▸ Source information:

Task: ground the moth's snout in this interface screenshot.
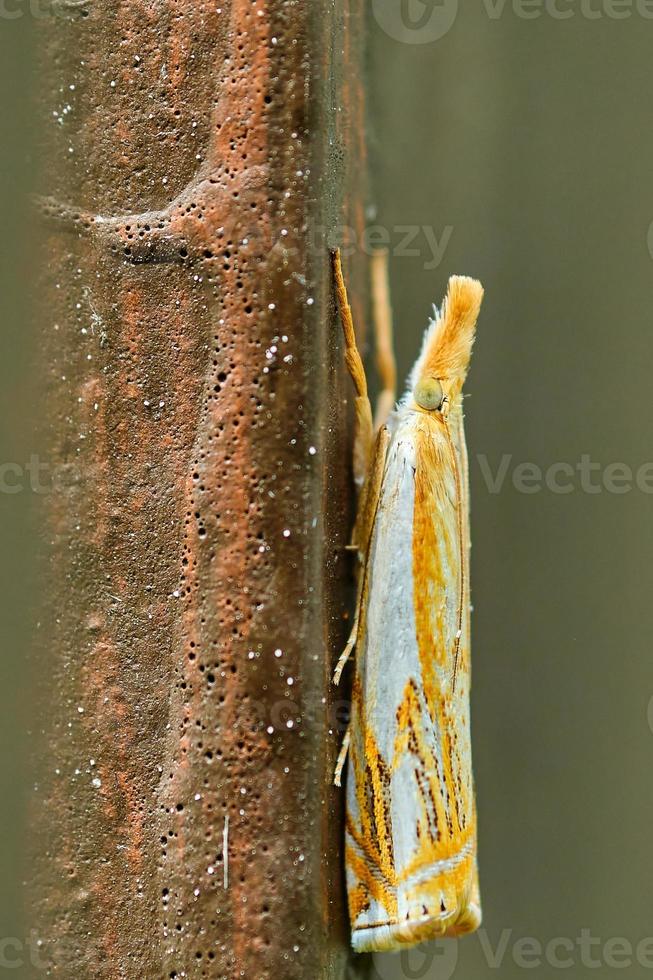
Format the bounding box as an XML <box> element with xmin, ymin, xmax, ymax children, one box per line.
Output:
<box><xmin>413</xmin><ymin>377</ymin><xmax>444</xmax><ymax>413</ymax></box>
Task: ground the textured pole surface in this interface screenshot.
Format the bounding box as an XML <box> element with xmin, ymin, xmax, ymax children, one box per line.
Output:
<box><xmin>29</xmin><ymin>2</ymin><xmax>369</xmax><ymax>977</ymax></box>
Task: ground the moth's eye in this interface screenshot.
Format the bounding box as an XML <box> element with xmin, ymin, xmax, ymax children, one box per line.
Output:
<box><xmin>414</xmin><ymin>378</ymin><xmax>444</xmax><ymax>412</ymax></box>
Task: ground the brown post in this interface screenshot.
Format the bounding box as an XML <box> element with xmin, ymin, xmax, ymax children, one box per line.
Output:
<box><xmin>29</xmin><ymin>2</ymin><xmax>370</xmax><ymax>978</ymax></box>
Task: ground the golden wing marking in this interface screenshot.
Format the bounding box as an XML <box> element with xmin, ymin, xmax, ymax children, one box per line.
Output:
<box><xmin>348</xmin><ymin>679</ymin><xmax>397</xmax><ymax>885</ymax></box>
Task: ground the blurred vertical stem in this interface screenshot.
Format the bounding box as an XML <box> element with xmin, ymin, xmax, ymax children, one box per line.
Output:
<box><xmin>29</xmin><ymin>1</ymin><xmax>370</xmax><ymax>978</ymax></box>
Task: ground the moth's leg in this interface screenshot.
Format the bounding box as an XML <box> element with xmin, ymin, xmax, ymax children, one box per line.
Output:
<box><xmin>333</xmin><ymin>426</ymin><xmax>390</xmax><ymax>685</ymax></box>
<box><xmin>352</xmin><ymin>424</ymin><xmax>391</xmax><ymax>557</ymax></box>
<box><xmin>333</xmin><ymin>599</ymin><xmax>362</xmax><ymax>686</ymax></box>
<box><xmin>332</xmin><ymin>249</ymin><xmax>374</xmax><ymax>487</ymax></box>
<box><xmin>334</xmin><ymin>727</ymin><xmax>351</xmax><ymax>787</ymax></box>
<box><xmin>371</xmin><ymin>249</ymin><xmax>397</xmax><ymax>432</ymax></box>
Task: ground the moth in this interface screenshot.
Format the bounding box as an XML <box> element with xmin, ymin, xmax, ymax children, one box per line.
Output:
<box><xmin>331</xmin><ymin>248</ymin><xmax>484</xmax><ymax>954</ymax></box>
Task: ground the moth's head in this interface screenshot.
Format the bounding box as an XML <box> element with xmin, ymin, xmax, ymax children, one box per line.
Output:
<box><xmin>409</xmin><ymin>275</ymin><xmax>484</xmax><ymax>412</ymax></box>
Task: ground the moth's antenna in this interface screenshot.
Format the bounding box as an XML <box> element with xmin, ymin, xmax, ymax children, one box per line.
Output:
<box><xmin>370</xmin><ymin>249</ymin><xmax>397</xmax><ymax>431</ymax></box>
<box><xmin>331</xmin><ymin>249</ymin><xmax>374</xmax><ymax>486</ymax></box>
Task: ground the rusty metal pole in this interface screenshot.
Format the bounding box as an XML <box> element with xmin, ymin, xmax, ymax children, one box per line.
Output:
<box><xmin>29</xmin><ymin>2</ymin><xmax>370</xmax><ymax>978</ymax></box>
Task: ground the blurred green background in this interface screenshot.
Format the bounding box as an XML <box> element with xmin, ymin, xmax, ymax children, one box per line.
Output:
<box><xmin>0</xmin><ymin>10</ymin><xmax>36</xmax><ymax>974</ymax></box>
<box><xmin>3</xmin><ymin>3</ymin><xmax>653</xmax><ymax>978</ymax></box>
<box><xmin>369</xmin><ymin>2</ymin><xmax>653</xmax><ymax>979</ymax></box>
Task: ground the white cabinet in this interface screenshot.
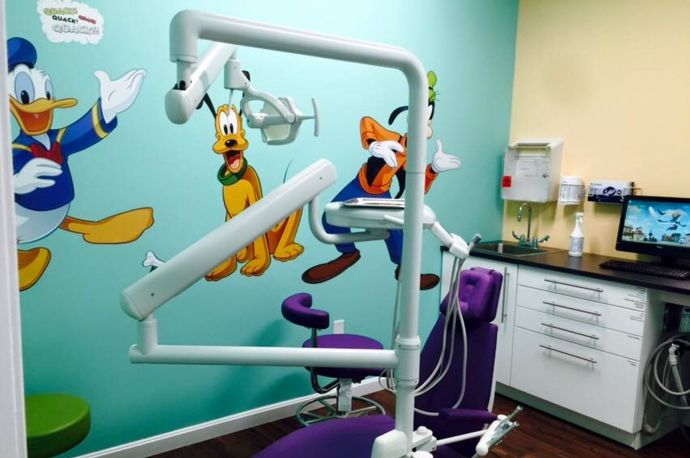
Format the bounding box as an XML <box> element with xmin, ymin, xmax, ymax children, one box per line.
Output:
<box><xmin>441</xmin><ymin>254</ymin><xmax>518</xmax><ymax>386</ymax></box>
<box><xmin>511</xmin><ymin>326</ymin><xmax>641</xmax><ymax>432</ymax></box>
<box><xmin>441</xmin><ymin>255</ymin><xmax>665</xmax><ymax>447</ymax></box>
<box><xmin>510</xmin><ymin>266</ymin><xmax>660</xmax><ymax>434</ymax></box>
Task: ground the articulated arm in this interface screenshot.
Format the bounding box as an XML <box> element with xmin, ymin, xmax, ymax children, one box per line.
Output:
<box><xmin>120</xmin><ymin>159</ymin><xmax>336</xmax><ymax>320</ymax></box>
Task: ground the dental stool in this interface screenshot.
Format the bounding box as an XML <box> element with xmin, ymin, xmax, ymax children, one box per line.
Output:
<box><xmin>25</xmin><ymin>393</ymin><xmax>91</xmax><ymax>458</ymax></box>
<box><xmin>281</xmin><ymin>292</ymin><xmax>386</xmax><ymax>426</ymax></box>
<box><xmin>258</xmin><ymin>268</ymin><xmax>503</xmax><ymax>458</ymax></box>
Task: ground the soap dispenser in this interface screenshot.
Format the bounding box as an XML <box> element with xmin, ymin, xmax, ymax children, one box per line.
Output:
<box><xmin>568</xmin><ymin>212</ymin><xmax>584</xmax><ymax>257</ymax></box>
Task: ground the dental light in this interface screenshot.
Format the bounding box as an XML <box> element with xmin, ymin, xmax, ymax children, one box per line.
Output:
<box><xmin>164</xmin><ymin>37</ymin><xmax>319</xmax><ymax>145</ymax></box>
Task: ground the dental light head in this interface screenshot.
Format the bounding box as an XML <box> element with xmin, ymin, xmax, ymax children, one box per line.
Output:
<box><xmin>242</xmin><ymin>96</ymin><xmax>319</xmax><ymax>145</ymax></box>
<box><xmin>227</xmin><ymin>59</ymin><xmax>319</xmax><ymax>145</ymax></box>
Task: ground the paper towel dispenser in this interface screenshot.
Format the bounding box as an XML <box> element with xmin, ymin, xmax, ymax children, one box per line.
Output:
<box><xmin>501</xmin><ymin>138</ymin><xmax>563</xmax><ymax>203</ymax></box>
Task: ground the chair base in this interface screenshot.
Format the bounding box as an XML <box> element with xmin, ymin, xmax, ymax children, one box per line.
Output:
<box><xmin>296</xmin><ymin>395</ymin><xmax>386</xmax><ymax>426</ymax></box>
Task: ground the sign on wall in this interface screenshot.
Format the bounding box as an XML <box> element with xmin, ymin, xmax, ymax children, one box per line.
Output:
<box><xmin>37</xmin><ymin>0</ymin><xmax>104</xmax><ymax>45</ymax></box>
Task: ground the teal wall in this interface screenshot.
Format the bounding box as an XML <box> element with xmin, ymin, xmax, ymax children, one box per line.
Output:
<box><xmin>7</xmin><ymin>0</ymin><xmax>517</xmax><ymax>455</ymax></box>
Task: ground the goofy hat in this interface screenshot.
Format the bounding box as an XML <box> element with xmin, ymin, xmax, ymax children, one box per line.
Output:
<box><xmin>388</xmin><ymin>70</ymin><xmax>438</xmax><ymax>125</ymax></box>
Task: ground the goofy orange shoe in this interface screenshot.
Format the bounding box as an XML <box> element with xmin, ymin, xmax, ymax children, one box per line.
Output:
<box><xmin>205</xmin><ymin>104</ymin><xmax>303</xmax><ymax>281</ymax></box>
<box><xmin>9</xmin><ymin>37</ymin><xmax>152</xmax><ymax>290</ymax></box>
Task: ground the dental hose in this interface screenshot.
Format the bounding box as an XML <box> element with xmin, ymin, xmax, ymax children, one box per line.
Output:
<box><xmin>381</xmin><ymin>255</ymin><xmax>469</xmax><ymax>417</ymax></box>
<box><xmin>643</xmin><ymin>333</ymin><xmax>690</xmax><ymax>442</ymax></box>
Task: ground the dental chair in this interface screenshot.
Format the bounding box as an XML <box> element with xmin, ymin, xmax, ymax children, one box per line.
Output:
<box><xmin>282</xmin><ymin>292</ymin><xmax>386</xmax><ymax>425</ymax></box>
<box><xmin>413</xmin><ymin>267</ymin><xmax>503</xmax><ymax>457</ymax></box>
<box><xmin>256</xmin><ymin>268</ymin><xmax>504</xmax><ymax>457</ymax></box>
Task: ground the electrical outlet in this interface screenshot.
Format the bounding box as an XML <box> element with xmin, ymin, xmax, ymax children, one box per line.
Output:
<box><xmin>333</xmin><ymin>319</ymin><xmax>345</xmax><ymax>334</ymax></box>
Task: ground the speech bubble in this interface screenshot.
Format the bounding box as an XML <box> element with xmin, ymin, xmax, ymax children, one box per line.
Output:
<box><xmin>37</xmin><ymin>0</ymin><xmax>104</xmax><ymax>45</ymax></box>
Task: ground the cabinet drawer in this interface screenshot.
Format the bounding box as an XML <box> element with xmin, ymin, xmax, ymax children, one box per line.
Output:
<box><xmin>511</xmin><ymin>327</ymin><xmax>641</xmax><ymax>432</ymax></box>
<box><xmin>518</xmin><ymin>266</ymin><xmax>648</xmax><ymax>311</ymax></box>
<box><xmin>517</xmin><ymin>285</ymin><xmax>645</xmax><ymax>336</ymax></box>
<box><xmin>515</xmin><ymin>307</ymin><xmax>643</xmax><ymax>361</ymax></box>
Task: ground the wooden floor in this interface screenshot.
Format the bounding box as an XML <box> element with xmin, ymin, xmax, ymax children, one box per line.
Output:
<box><xmin>154</xmin><ymin>392</ymin><xmax>688</xmax><ymax>458</ymax></box>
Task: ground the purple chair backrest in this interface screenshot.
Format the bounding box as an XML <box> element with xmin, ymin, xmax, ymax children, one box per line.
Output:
<box><xmin>439</xmin><ymin>268</ymin><xmax>501</xmax><ymax>327</ymax></box>
<box><xmin>282</xmin><ymin>293</ymin><xmax>330</xmax><ymax>330</ymax></box>
<box><xmin>415</xmin><ymin>267</ymin><xmax>503</xmax><ymax>454</ymax></box>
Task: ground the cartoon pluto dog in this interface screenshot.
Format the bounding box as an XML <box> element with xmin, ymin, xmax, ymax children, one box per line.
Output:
<box><xmin>205</xmin><ymin>104</ymin><xmax>304</xmax><ymax>281</ymax></box>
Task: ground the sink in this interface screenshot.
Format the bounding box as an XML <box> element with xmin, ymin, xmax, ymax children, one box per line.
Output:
<box><xmin>474</xmin><ymin>241</ymin><xmax>562</xmax><ymax>257</ymax></box>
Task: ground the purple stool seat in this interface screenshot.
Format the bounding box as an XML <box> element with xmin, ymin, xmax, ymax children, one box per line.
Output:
<box><xmin>302</xmin><ymin>334</ymin><xmax>384</xmax><ymax>380</ymax></box>
<box><xmin>254</xmin><ymin>415</ymin><xmax>465</xmax><ymax>458</ymax></box>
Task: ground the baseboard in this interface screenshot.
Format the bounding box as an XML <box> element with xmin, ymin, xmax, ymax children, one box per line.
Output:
<box><xmin>77</xmin><ymin>378</ymin><xmax>383</xmax><ymax>458</ymax></box>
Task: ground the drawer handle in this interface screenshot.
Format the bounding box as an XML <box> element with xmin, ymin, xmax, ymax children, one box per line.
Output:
<box><xmin>544</xmin><ymin>278</ymin><xmax>604</xmax><ymax>293</ymax></box>
<box><xmin>539</xmin><ymin>344</ymin><xmax>597</xmax><ymax>364</ymax></box>
<box><xmin>543</xmin><ymin>301</ymin><xmax>602</xmax><ymax>317</ymax></box>
<box><xmin>540</xmin><ymin>322</ymin><xmax>599</xmax><ymax>340</ymax></box>
<box><xmin>500</xmin><ymin>268</ymin><xmax>509</xmax><ymax>323</ymax></box>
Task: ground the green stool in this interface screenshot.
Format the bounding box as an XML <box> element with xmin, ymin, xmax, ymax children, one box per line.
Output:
<box><xmin>25</xmin><ymin>393</ymin><xmax>91</xmax><ymax>458</ymax></box>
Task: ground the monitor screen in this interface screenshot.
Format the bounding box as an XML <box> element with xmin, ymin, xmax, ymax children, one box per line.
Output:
<box><xmin>616</xmin><ymin>196</ymin><xmax>690</xmax><ymax>259</ymax></box>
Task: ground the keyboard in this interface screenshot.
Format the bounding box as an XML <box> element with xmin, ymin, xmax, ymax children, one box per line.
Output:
<box><xmin>600</xmin><ymin>260</ymin><xmax>690</xmax><ymax>280</ymax></box>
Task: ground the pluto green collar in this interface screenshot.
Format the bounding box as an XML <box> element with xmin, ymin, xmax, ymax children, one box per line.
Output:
<box><xmin>217</xmin><ymin>158</ymin><xmax>248</xmax><ymax>186</ymax></box>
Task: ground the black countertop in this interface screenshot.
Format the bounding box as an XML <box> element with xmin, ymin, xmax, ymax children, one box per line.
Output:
<box><xmin>469</xmin><ymin>248</ymin><xmax>690</xmax><ymax>296</ymax></box>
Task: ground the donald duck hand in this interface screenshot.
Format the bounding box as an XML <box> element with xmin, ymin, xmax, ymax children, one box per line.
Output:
<box><xmin>431</xmin><ymin>140</ymin><xmax>461</xmax><ymax>173</ymax></box>
<box><xmin>14</xmin><ymin>158</ymin><xmax>62</xmax><ymax>195</ymax></box>
<box><xmin>96</xmin><ymin>69</ymin><xmax>147</xmax><ymax>124</ymax></box>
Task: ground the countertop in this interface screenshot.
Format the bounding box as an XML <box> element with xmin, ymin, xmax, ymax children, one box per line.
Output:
<box><xmin>468</xmin><ymin>247</ymin><xmax>690</xmax><ymax>296</ymax></box>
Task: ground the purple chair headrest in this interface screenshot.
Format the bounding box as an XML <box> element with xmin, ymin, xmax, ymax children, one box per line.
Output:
<box><xmin>440</xmin><ymin>268</ymin><xmax>503</xmax><ymax>328</ymax></box>
<box><xmin>282</xmin><ymin>293</ymin><xmax>330</xmax><ymax>330</ymax></box>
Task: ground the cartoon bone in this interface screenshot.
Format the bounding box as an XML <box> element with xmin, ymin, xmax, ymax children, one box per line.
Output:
<box><xmin>142</xmin><ymin>250</ymin><xmax>165</xmax><ymax>270</ymax></box>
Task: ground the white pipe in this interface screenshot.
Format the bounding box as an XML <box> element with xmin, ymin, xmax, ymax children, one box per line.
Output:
<box><xmin>137</xmin><ymin>315</ymin><xmax>158</xmax><ymax>355</ymax></box>
<box><xmin>129</xmin><ymin>345</ymin><xmax>398</xmax><ymax>369</ymax></box>
<box><xmin>166</xmin><ymin>42</ymin><xmax>236</xmax><ymax>124</ymax></box>
<box><xmin>308</xmin><ymin>196</ymin><xmax>390</xmax><ymax>244</ymax></box>
<box><xmin>121</xmin><ymin>159</ymin><xmax>337</xmax><ymax>320</ymax></box>
<box><xmin>164</xmin><ymin>11</ymin><xmax>428</xmax><ymax>454</ymax></box>
<box><xmin>435</xmin><ymin>429</ymin><xmax>486</xmax><ymax>447</ymax></box>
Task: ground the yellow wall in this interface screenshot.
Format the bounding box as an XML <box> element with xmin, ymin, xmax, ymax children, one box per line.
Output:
<box><xmin>505</xmin><ymin>0</ymin><xmax>690</xmax><ymax>258</ymax></box>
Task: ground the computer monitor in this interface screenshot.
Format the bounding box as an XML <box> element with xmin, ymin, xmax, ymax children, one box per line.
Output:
<box><xmin>616</xmin><ymin>195</ymin><xmax>690</xmax><ymax>263</ymax></box>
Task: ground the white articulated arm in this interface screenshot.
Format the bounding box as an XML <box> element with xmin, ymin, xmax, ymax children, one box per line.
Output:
<box><xmin>165</xmin><ymin>42</ymin><xmax>236</xmax><ymax>124</ymax></box>
<box><xmin>120</xmin><ymin>159</ymin><xmax>337</xmax><ymax>320</ymax></box>
<box><xmin>152</xmin><ymin>10</ymin><xmax>430</xmax><ymax>457</ymax></box>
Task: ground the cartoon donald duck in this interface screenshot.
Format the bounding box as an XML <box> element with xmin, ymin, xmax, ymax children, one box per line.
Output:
<box><xmin>9</xmin><ymin>37</ymin><xmax>151</xmax><ymax>290</ymax></box>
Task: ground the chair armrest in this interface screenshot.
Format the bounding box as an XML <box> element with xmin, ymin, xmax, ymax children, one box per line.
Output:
<box><xmin>439</xmin><ymin>408</ymin><xmax>497</xmax><ymax>424</ymax></box>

▸ Task details:
Among the records above, only the lines between the line holding "Task: ground the chair base" and the line holding "Task: ground the dental chair", inclusive, are to be output, exactly as written.

▸ Answer area:
Task: ground the chair base in this interface screenshot.
Format the bounding box as an XML <box> element with xmin, ymin, xmax, ymax children, one box per line.
Output:
<box><xmin>296</xmin><ymin>395</ymin><xmax>386</xmax><ymax>426</ymax></box>
Task: ground the sign on wall in this interface screenshot.
Format the bounding box as an XML <box> element with xmin, ymin, xmax, ymax children, one box per line.
Output:
<box><xmin>37</xmin><ymin>0</ymin><xmax>104</xmax><ymax>45</ymax></box>
Task: ground the teal wall in this interface screenshot.
Format the bounding box as an XML <box> element with xmin, ymin, xmax, ymax children, one box per line.
Output:
<box><xmin>7</xmin><ymin>0</ymin><xmax>517</xmax><ymax>455</ymax></box>
Task: ground the goofy hat in this interface screenshot.
Format the bounding box as an XML <box> element with xmin, ymin, xmax, ymax children, one box per line.
Output:
<box><xmin>388</xmin><ymin>70</ymin><xmax>438</xmax><ymax>125</ymax></box>
Task: ground the goofy orange shoe in this interface screenshot.
Format the bounding box as an XML <box> element with xmin, ymin, xmax, ymax children, one box per line.
Output:
<box><xmin>205</xmin><ymin>104</ymin><xmax>303</xmax><ymax>281</ymax></box>
<box><xmin>9</xmin><ymin>37</ymin><xmax>152</xmax><ymax>290</ymax></box>
Task: ground the dental hose in this interface screenshot.
Format the bounding box as an XML <box> element with xmin, ymin, xmax, ymax children, one box per line.
Output:
<box><xmin>381</xmin><ymin>255</ymin><xmax>469</xmax><ymax>417</ymax></box>
<box><xmin>643</xmin><ymin>333</ymin><xmax>690</xmax><ymax>442</ymax></box>
Task: ground the dental chair in this interface screenshot.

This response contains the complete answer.